Source information ->
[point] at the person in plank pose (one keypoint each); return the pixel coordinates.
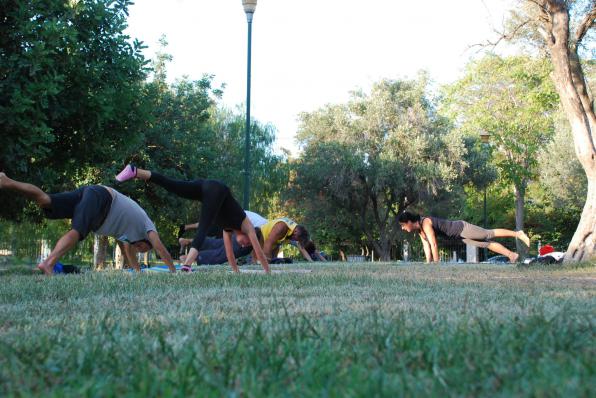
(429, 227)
---
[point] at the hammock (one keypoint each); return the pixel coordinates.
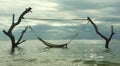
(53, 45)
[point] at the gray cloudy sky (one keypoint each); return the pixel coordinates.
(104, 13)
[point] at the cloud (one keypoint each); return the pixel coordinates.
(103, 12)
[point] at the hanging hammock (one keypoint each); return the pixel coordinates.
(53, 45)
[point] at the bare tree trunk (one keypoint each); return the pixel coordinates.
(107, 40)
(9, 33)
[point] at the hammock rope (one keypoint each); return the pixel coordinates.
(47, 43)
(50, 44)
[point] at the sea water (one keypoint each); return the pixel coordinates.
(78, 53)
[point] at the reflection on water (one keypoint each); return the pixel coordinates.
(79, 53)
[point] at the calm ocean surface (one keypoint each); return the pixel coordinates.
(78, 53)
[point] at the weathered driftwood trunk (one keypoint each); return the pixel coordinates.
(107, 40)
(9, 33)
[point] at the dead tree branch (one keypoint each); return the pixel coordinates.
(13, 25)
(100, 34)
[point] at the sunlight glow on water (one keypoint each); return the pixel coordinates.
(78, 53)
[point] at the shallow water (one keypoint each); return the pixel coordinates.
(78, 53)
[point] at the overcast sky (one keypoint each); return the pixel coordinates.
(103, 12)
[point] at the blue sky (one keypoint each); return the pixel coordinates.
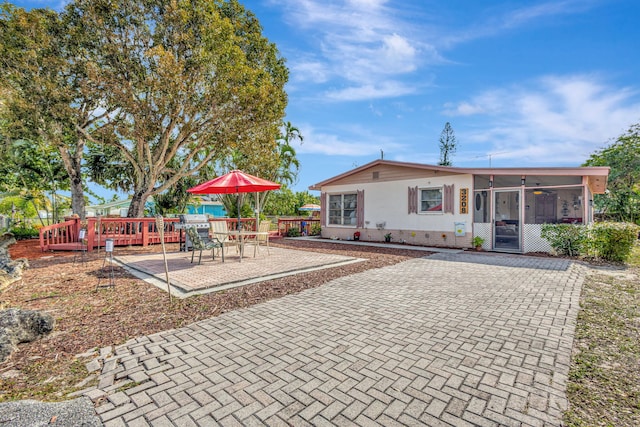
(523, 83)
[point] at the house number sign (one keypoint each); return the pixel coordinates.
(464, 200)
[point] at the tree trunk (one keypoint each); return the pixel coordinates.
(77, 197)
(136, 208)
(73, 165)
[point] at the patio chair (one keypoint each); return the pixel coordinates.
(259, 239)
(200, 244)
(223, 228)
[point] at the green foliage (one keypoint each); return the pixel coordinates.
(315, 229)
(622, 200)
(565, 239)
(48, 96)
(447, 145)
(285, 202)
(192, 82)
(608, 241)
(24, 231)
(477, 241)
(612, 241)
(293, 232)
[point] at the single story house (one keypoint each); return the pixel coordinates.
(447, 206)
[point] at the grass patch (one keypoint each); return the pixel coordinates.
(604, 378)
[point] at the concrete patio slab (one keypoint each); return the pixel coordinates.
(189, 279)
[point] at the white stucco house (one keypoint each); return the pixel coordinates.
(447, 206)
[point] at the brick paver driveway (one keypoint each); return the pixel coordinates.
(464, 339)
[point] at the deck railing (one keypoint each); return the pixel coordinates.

Try it ->
In the listing above, transcribe exactly everything from the line containing "[point] at the concrete" down to the line containing "[point] at the deck", including both and nothing more.

Response box ->
[point] at the concrete patio slab (one keypoint each); return the pixel coordinates.
(189, 279)
[point] at the white stucco house (one keypoint each); return the pixel coordinates.
(447, 206)
[point] at the brick paver driveway (one keypoint each); return the pixel coordinates.
(464, 339)
[point] at the deck railing (one keypoint each); return the pixel coordinates.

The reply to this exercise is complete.